What is required: Please find every line in the entries below that contains the string "Drop", and copy it.

Data supplied:
= = =
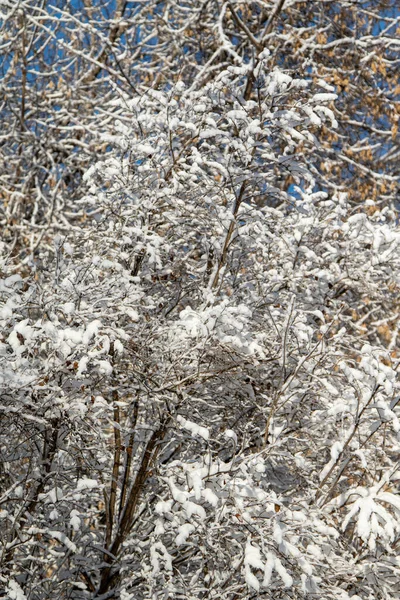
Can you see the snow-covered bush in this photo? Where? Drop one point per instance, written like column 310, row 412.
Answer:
column 199, row 384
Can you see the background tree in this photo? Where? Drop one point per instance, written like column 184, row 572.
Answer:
column 199, row 326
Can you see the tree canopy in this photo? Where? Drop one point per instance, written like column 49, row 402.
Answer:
column 199, row 283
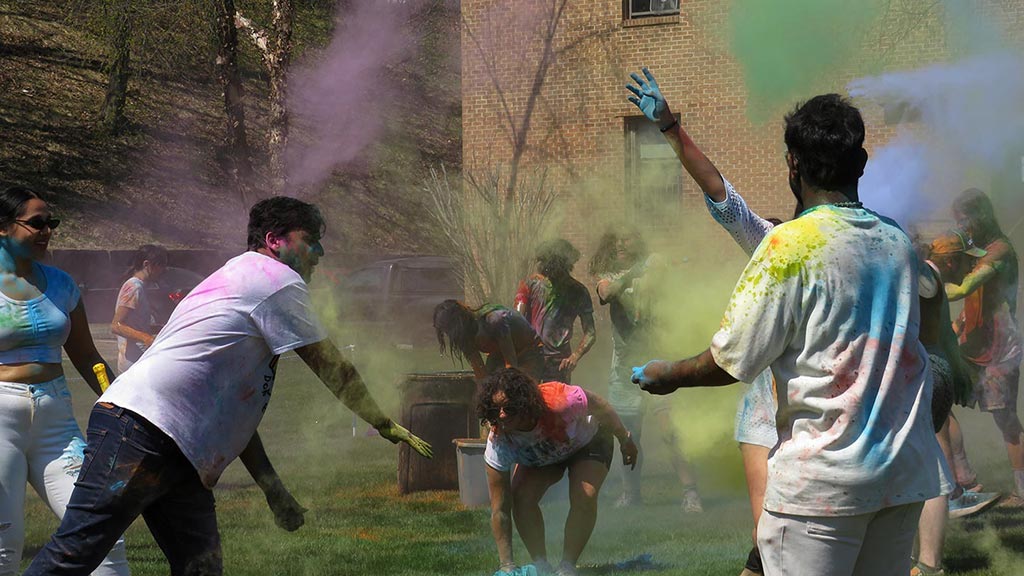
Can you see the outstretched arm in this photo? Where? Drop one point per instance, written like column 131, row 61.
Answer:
= = =
Response:
Can you see the snow-covered bush in this photo? Where? Drop one point per instance, written like column 310, row 412.
Can you see the background tree in this photo? Where? Drop one point per instance, written like column 184, row 572.
Can you see the tree canopy in this photo? Where? Drop one point per instance, written like column 49, row 402.
Can you see the outstretched arm in this photo? Where? Drop one point per instance, written like column 131, row 61.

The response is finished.